Dataset extract =

:::

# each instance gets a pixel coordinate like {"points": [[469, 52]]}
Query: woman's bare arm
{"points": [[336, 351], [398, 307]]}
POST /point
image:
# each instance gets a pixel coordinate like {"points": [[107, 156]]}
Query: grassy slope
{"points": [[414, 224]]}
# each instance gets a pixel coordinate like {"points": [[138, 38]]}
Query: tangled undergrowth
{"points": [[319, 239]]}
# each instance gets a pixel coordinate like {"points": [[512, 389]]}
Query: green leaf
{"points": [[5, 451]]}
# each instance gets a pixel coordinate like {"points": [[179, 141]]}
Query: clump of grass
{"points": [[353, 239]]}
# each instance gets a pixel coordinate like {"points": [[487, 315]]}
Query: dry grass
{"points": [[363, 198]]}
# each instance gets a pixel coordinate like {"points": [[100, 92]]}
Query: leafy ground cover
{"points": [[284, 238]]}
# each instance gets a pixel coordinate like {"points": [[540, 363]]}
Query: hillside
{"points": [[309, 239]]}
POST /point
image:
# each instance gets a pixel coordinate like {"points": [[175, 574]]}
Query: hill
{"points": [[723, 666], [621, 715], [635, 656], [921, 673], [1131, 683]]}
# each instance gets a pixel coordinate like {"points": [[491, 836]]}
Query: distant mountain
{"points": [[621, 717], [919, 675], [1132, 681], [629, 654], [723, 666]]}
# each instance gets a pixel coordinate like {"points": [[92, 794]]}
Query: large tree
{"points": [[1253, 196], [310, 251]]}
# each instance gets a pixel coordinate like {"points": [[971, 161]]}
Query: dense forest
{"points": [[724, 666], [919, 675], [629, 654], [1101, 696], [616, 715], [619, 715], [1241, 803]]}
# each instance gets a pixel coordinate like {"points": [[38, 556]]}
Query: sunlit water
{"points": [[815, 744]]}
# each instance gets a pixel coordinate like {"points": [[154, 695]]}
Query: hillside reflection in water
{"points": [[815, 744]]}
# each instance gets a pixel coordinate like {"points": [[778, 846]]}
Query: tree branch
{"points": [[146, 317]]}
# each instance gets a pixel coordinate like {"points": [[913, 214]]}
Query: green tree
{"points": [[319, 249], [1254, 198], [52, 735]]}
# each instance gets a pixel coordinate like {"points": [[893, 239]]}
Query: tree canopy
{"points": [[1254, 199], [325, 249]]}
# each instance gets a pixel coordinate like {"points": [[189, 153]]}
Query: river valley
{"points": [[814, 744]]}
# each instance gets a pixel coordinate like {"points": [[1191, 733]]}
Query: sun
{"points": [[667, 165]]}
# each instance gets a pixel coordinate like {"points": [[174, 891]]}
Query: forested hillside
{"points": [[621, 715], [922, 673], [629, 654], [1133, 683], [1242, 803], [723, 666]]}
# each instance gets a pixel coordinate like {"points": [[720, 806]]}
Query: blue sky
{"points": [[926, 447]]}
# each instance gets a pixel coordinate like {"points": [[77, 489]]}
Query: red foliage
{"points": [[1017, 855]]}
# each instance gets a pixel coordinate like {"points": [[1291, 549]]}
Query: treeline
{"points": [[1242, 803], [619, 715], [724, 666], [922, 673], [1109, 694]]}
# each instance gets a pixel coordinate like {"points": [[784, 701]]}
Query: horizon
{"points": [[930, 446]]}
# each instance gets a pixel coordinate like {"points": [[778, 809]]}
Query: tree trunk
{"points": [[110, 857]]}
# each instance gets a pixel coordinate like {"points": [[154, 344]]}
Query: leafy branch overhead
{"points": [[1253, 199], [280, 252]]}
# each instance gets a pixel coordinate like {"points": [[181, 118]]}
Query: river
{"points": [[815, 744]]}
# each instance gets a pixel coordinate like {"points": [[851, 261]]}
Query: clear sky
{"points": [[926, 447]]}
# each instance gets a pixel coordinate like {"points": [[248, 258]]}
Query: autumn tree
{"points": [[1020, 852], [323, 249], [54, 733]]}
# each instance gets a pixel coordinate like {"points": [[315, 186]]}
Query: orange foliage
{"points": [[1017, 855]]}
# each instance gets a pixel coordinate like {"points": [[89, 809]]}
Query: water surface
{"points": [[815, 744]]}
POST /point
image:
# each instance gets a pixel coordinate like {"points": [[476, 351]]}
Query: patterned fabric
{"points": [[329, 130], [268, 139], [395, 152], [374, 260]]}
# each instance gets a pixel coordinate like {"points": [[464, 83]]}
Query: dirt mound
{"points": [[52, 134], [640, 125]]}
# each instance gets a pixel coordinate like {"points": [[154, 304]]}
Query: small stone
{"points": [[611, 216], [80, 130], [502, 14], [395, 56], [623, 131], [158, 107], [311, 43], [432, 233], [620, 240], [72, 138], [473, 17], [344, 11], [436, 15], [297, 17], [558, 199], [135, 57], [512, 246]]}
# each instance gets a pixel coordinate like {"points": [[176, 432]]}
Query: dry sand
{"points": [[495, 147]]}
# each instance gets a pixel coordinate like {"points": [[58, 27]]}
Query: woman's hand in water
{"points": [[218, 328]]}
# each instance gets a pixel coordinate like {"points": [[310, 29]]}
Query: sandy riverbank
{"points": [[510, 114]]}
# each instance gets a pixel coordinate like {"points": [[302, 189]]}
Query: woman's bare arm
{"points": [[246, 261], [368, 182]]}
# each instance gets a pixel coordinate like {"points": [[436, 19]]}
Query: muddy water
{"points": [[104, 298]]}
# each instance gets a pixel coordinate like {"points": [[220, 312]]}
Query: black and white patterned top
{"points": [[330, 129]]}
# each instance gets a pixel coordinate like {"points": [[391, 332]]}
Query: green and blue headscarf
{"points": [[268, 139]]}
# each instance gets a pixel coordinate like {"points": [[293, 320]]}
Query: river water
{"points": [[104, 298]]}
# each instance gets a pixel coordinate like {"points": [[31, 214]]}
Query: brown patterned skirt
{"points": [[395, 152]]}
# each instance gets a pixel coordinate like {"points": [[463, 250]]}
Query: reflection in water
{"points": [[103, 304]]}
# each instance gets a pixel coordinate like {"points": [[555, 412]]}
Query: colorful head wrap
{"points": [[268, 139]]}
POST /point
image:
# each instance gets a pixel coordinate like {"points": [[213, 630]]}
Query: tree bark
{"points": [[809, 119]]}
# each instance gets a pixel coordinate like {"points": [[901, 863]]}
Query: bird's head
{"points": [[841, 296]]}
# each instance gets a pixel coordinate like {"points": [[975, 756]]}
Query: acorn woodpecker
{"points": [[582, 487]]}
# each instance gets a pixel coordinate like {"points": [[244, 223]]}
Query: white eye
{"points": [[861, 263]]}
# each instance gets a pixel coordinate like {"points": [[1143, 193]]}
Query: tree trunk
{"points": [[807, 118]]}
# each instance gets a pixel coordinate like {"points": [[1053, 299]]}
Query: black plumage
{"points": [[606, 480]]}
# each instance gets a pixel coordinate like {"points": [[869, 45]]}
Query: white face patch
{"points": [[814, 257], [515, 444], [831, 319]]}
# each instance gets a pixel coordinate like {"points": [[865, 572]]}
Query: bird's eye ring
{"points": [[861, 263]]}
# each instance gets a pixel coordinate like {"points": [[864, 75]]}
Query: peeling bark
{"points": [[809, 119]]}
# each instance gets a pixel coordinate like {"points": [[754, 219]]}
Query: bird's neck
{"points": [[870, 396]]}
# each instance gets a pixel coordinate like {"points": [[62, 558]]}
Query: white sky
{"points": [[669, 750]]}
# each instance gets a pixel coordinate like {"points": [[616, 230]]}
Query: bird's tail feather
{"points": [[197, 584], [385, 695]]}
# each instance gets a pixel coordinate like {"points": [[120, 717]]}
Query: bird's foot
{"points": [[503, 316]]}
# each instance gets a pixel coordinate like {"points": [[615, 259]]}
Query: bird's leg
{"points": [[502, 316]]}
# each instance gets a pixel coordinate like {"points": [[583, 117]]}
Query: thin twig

:::

Produce a precise copy of all the material above.

# each instance gets a pixel coordinate like {"points": [[469, 52]]}
Query: woman's bare arm
{"points": [[336, 351], [398, 307]]}
POST /point
image:
# each instance gets a pixel coordinate like {"points": [[107, 156]]}
Query: grassy slope
{"points": [[414, 224]]}
# each instance gets a pixel coordinate like {"points": [[138, 38]]}
Query: tangled undergrowth
{"points": [[319, 239]]}
# each instance gets a pixel coordinate like {"points": [[512, 389]]}
Query: green leaf
{"points": [[5, 451]]}
# each instance gets a pixel coordinate like {"points": [[179, 141]]}
Query: clump of grass
{"points": [[353, 239]]}
# each instance gets a pixel coordinate like {"points": [[487, 315]]}
Query: dry grass
{"points": [[363, 198]]}
# each instance gets a pixel coordinate like {"points": [[100, 92]]}
Query: leafy ground cover
{"points": [[284, 238]]}
# each instance gets a pixel coordinate like {"points": [[540, 363]]}
Query: hillside
{"points": [[309, 239]]}
POST /point
image:
# each instance gets a pixel coordinate like {"points": [[175, 574]]}
Query: hill
{"points": [[723, 666], [621, 715], [635, 656], [921, 673], [1131, 683]]}
# each instance gets a pixel coordinate like {"points": [[491, 836]]}
Query: distant mountain
{"points": [[621, 717], [919, 675], [1132, 681], [629, 654], [723, 666]]}
# each instance gets a pixel coordinate like {"points": [[92, 794]]}
Query: large tree
{"points": [[1253, 196], [310, 251]]}
# each instance gets a pixel coordinate like {"points": [[971, 161]]}
Query: dense forest
{"points": [[724, 666], [919, 675], [629, 654], [1101, 696], [616, 715], [619, 715], [1241, 803]]}
# each instance gets a pixel coordinate like {"points": [[38, 556]]}
Query: sunlit water
{"points": [[815, 744]]}
# each instance gets a pixel coordinate like {"points": [[154, 695]]}
Query: hillside reflection in water
{"points": [[815, 744]]}
# each instance gets a pixel coordinate like {"points": [[778, 846]]}
Query: tree branch
{"points": [[146, 317]]}
# each instance gets a pixel coordinate like {"points": [[913, 214]]}
Query: green tree
{"points": [[319, 249], [1254, 198], [52, 735]]}
# each instance gets a pixel coordinate like {"points": [[893, 239]]}
Query: tree canopy
{"points": [[1254, 199], [325, 249]]}
# each instance gets a pixel coordinate like {"points": [[189, 153]]}
Query: river valley
{"points": [[814, 744]]}
# each instance gets a pixel coordinate like {"points": [[1191, 733]]}
Query: sun
{"points": [[667, 165]]}
# each instance gets a pixel coordinate like {"points": [[174, 891]]}
Query: forested hillside
{"points": [[621, 715], [922, 673], [629, 654], [1133, 683], [1242, 803], [723, 666]]}
# each instance gets a pixel coordinate like {"points": [[720, 806]]}
Query: blue sky
{"points": [[926, 447]]}
# each instance gets a pixel coordinate like {"points": [[77, 489]]}
Query: red foliage
{"points": [[1017, 855]]}
# each instance gets a pixel coordinate like {"points": [[1291, 549]]}
Query: treeline
{"points": [[1242, 803], [619, 715], [724, 666], [922, 673], [1109, 694]]}
# each instance gets a pixel coordinate like {"points": [[784, 701]]}
Query: horizon
{"points": [[930, 446]]}
# each instance gets a pixel coordinate like {"points": [[778, 809]]}
Query: tree trunk
{"points": [[110, 857]]}
# each instance gets a pixel coordinate like {"points": [[154, 344]]}
Query: leafy branch overhead
{"points": [[1253, 199], [280, 252]]}
# each instance gets a pixel coordinate like {"points": [[181, 118]]}
Query: river
{"points": [[815, 744]]}
# each instance gets a pixel coordinate like {"points": [[851, 261]]}
Query: clear sky
{"points": [[926, 447]]}
# each instance gets a pixel coordinate like {"points": [[248, 258]]}
Query: autumn tree
{"points": [[1020, 852], [323, 249], [54, 733]]}
# each instance gets a pixel coordinate like {"points": [[315, 186]]}
Query: orange foliage
{"points": [[1017, 855]]}
# each instance gets a pixel coordinate like {"points": [[89, 809]]}
Query: water surface
{"points": [[815, 744]]}
POST /point
image:
# each instance gets a pixel coordinate like {"points": [[476, 351]]}
Query: patterned fabric
{"points": [[329, 130], [268, 139], [395, 152], [374, 260]]}
# each instance gets a pixel coordinate like {"points": [[464, 83]]}
Query: dirt mound
{"points": [[52, 134], [640, 125]]}
# each instance gets a pixel coordinate like {"points": [[154, 304]]}
Query: small stone
{"points": [[611, 216], [80, 130], [502, 14], [395, 56], [623, 131], [158, 107], [311, 43], [432, 233], [620, 240], [72, 138], [473, 17], [344, 11], [436, 15], [297, 17], [558, 199], [135, 57], [512, 246]]}
# each instance gets a pixel coordinate like {"points": [[176, 432]]}
Query: dry sand
{"points": [[495, 147]]}
# each instance gets a pixel coordinate like {"points": [[58, 27]]}
Query: woman's hand in water
{"points": [[218, 328]]}
# each instance gets a pixel coordinate like {"points": [[310, 29]]}
Query: sandy riverbank
{"points": [[510, 114]]}
# each instance gets a pixel coordinate like {"points": [[302, 189]]}
Query: woman's bare arm
{"points": [[246, 261], [368, 182]]}
# each instance gets a pixel coordinate like {"points": [[436, 19]]}
Query: muddy water
{"points": [[104, 298]]}
# each instance gets a pixel coordinate like {"points": [[220, 312]]}
Query: black and white patterned top
{"points": [[330, 129]]}
# each instance gets a pixel coordinate like {"points": [[391, 332]]}
Query: green and blue headscarf
{"points": [[268, 139]]}
# each instance gets a pixel coordinate like {"points": [[293, 320]]}
Query: river water
{"points": [[104, 298]]}
# each instance gets a pixel coordinate like {"points": [[31, 214]]}
Query: brown patterned skirt
{"points": [[395, 152]]}
# each instance gets a pixel coordinate like {"points": [[463, 250]]}
Query: reflection in water
{"points": [[103, 304]]}
# each instance gets a pixel coordinate like {"points": [[555, 412]]}
Query: colorful head wrap
{"points": [[268, 139]]}
POST /point
image:
# each instance gets a pixel coordinate like {"points": [[213, 630]]}
Query: tree bark
{"points": [[809, 119]]}
# each instance gets a pixel coordinate like {"points": [[901, 863]]}
Query: bird's head
{"points": [[841, 296]]}
# each instance gets a pixel coordinate like {"points": [[975, 756]]}
Query: acorn woodpecker
{"points": [[582, 487]]}
# each instance gets a pixel coordinate like {"points": [[244, 223]]}
Query: white eye
{"points": [[861, 263]]}
# each instance gets a pixel coordinate like {"points": [[1143, 193]]}
Query: tree trunk
{"points": [[807, 118]]}
# each instance gets a pixel coordinate like {"points": [[1053, 299]]}
Query: black plumage
{"points": [[606, 480]]}
# each instance gets a pixel coordinate like {"points": [[869, 45]]}
Query: white face patch
{"points": [[814, 257], [515, 444], [831, 319]]}
# each instance gets a pixel coordinate like {"points": [[865, 572]]}
Query: bird's eye ring
{"points": [[861, 263]]}
# each instance gets a pixel coordinate like {"points": [[864, 75]]}
Query: peeling bark
{"points": [[809, 119]]}
# each instance gets a pixel coordinate like {"points": [[754, 219]]}
Query: bird's neck
{"points": [[870, 396]]}
# each instance gets a pixel coordinate like {"points": [[62, 558]]}
Query: white sky
{"points": [[669, 750]]}
# each instance gets a pixel coordinate like {"points": [[616, 230]]}
Query: bird's tail feather
{"points": [[197, 584], [385, 695]]}
# each instance gets a pixel coordinate like {"points": [[120, 717]]}
Query: bird's foot
{"points": [[503, 316]]}
# each instance gets a pixel coordinate like {"points": [[615, 259]]}
Query: bird's leg
{"points": [[502, 316]]}
# each instance gets a pixel coordinate like {"points": [[583, 117]]}
Query: thin twig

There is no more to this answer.